### WORK REQUEST
Write each line below back out exactly, omitting its pictures.

### RECORDED DATA
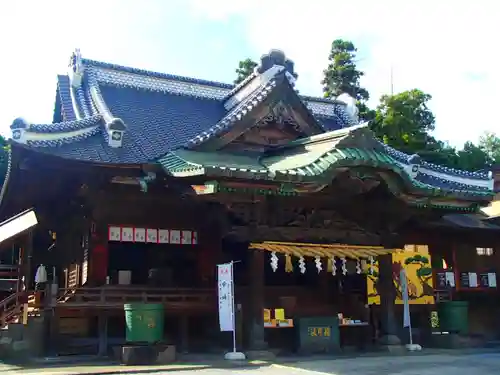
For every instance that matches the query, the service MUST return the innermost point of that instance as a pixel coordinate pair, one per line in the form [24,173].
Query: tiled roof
[162,112]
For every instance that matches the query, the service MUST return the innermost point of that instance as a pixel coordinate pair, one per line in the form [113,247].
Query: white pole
[233,307]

### OUTPUT
For every instance that matches the query, the service MUST return the innermost point of that instance as a pixel coordinate pair, one per line in the form [24,173].
Query: tiled roof
[162,112]
For every instance that matches the query, the service MUST return the innermost point of that instance as a pixel coordinate pair, one per line in the form [113,247].
Query: white pole
[233,307]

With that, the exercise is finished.